EXERCISE DETAILS
Extend the excerpt on the stomach of A. dispar, starting right after its last sentence.

EXCERPT
= Beginning of Section =
The damage caused to the mucosa was similar in fish starved for 96 and 120 hours (Figures. 10, 11).  

The damage to the apical part of the rugae was severe characterised by extensive cell degeneration and the 
disappearance of microvilli (Figures. 10, 11).   Most of the goblet cells were round and seen away from the 
surface and close to the basal part of the rugae (Figure. 11).  

Discussion 

The general histology of the stomach of A. dispar and its similarities to that of  other teleosts was 
earlier discussed by Ba-Omar et al. (1998).  What is referred to as stomach in this work is the 
morphologically distinct enlarged, sac-like portion of the gut separated from intestine by a constriction. The 
ultrastructure of  the stomach as revealed by electron microscopy here, also confirms striking  similarities 
between  A. dispar and other freshwater teleosts (Gargiulo et al. 1997, 1998).  The stomachs of A. dispar  
with large number of well defined  goblet cells in the apical region of the mucosa seem typical of 
omnivorous and herbivorous feeders.  Osman and Caceci (1991) suggested that the gastric epithelial cells 
specialized for the secretion of  neutral mucin and the increase in surface area provided by the dense striated 
(= brush) border were adaptations for the surface absorption of nutrients in Oreochromis niloticus.
= End of Section =
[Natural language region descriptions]
= Beginning of Section =
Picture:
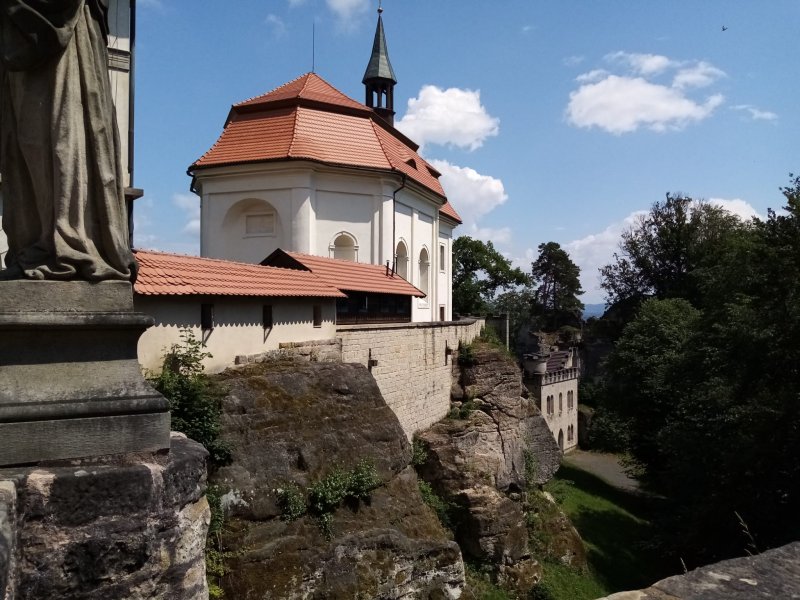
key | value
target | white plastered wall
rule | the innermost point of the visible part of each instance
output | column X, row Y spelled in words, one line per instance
column 313, row 205
column 119, row 71
column 238, row 328
column 559, row 421
column 3, row 241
= End of Section =
RESPONSE FOR THIS EXERCISE
Although A. dispar has similar morphology of the mucosa, its role in nutrient absorption needs to be verified 
by histochemical techniques. The large number of lipid droplets seen in well fed A. dispar, are probably 
absorbed from the commercial food with at least 5% lipid content.  The turnover time for lipid in the 
intestinal epithelium is only a few hours. Therefore, it is not surprising that the epithelia of fish starved for 
24 hours were devoid of lipid droplets. 

The ability to cope with stress is an important parameter determining the survival of fish.  Stress is 
known to induce physiological and pathomorphological changes (Boddingius, 1976; 1993; Pottinger and 
Pickering, 1992, Pottinger et al. 1994, Szakolczai, 1997).  In the European eel, stress caused the atrophy of 
the glandular tissue layer of the stomach (Peters, 1982).  Stress during harvest and transport of common carp 
resulted in the reduction of the number of goblet cells and the detachment of columnar epithelial cells from 
the basement membrane (Szakolczai, 1997).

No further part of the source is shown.